### GIVEN REQUEST
Please quote all of the material below verbatim, leaving out the pictures.

### DATA ENTRIES
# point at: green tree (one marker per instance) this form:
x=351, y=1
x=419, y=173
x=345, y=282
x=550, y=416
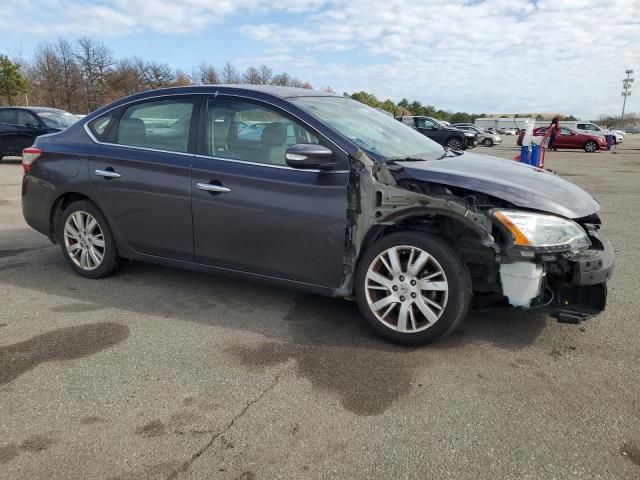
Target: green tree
x=12, y=83
x=366, y=98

### EXPECTED ANSWER
# point at: green tree (one marker per instance) this form:
x=351, y=1
x=419, y=173
x=345, y=282
x=550, y=416
Target: green tree
x=12, y=83
x=366, y=98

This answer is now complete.